Data for this exercise:

# # # # # # #

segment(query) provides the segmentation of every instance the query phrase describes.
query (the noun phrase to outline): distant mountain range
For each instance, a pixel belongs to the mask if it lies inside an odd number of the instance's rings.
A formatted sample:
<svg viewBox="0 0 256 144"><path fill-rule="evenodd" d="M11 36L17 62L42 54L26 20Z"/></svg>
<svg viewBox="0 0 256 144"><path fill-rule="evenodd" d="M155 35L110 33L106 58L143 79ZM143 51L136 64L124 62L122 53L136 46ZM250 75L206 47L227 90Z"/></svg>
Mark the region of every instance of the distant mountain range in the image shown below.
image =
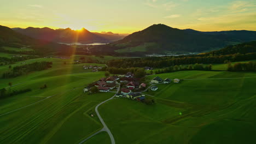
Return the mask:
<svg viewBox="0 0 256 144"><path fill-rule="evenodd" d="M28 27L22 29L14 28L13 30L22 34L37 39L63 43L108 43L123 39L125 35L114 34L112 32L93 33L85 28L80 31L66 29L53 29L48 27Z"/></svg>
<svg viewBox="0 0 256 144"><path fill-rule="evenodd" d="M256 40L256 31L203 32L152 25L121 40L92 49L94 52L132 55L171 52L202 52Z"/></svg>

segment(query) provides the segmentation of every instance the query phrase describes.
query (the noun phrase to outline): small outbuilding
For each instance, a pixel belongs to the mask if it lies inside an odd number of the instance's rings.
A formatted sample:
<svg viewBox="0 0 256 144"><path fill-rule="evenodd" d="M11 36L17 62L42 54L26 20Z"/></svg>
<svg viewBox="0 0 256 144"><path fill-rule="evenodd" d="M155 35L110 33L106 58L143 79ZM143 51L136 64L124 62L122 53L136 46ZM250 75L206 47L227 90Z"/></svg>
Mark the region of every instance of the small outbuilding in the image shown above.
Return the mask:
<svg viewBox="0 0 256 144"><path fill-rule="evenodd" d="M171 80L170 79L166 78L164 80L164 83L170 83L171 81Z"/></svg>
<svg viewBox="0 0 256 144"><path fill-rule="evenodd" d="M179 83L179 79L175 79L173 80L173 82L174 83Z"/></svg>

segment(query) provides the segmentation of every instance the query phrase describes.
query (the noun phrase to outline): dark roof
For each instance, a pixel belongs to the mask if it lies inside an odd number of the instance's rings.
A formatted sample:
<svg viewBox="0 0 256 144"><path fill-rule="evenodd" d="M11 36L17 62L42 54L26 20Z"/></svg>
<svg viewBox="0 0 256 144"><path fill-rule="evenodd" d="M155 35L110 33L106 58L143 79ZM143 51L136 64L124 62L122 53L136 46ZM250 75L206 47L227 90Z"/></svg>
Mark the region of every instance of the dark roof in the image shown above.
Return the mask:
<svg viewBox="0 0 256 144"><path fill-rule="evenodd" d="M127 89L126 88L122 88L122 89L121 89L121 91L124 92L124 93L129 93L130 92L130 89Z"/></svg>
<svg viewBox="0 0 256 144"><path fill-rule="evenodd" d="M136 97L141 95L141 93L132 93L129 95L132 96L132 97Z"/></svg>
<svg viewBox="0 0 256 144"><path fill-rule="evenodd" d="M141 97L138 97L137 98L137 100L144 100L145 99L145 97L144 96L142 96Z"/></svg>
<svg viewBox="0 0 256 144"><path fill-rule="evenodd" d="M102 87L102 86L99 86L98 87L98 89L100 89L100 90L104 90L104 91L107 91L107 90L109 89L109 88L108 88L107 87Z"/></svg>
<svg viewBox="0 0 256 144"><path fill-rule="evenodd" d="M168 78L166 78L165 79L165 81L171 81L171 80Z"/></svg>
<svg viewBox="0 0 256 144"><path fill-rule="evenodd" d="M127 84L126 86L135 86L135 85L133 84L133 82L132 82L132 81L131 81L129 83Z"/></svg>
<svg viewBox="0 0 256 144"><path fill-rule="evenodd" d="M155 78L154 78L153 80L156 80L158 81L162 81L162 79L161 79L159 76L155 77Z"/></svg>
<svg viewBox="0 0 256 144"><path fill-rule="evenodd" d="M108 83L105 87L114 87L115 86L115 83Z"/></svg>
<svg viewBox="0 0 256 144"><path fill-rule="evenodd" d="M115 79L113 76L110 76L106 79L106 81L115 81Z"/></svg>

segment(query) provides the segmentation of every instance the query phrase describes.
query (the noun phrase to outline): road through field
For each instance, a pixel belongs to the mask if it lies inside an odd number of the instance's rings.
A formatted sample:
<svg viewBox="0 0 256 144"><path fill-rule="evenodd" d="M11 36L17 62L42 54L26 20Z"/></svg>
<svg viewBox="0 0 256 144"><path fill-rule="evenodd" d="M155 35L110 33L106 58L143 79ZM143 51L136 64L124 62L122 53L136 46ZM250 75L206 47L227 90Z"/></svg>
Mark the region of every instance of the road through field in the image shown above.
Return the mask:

# # # # # # #

Challenge:
From the items above, keep only the lines that contain the word "road", and copy each of them in full.

Output below:
query (the noun phrase to outline): road through field
Mark the region of every instance of the road through field in the image shown above.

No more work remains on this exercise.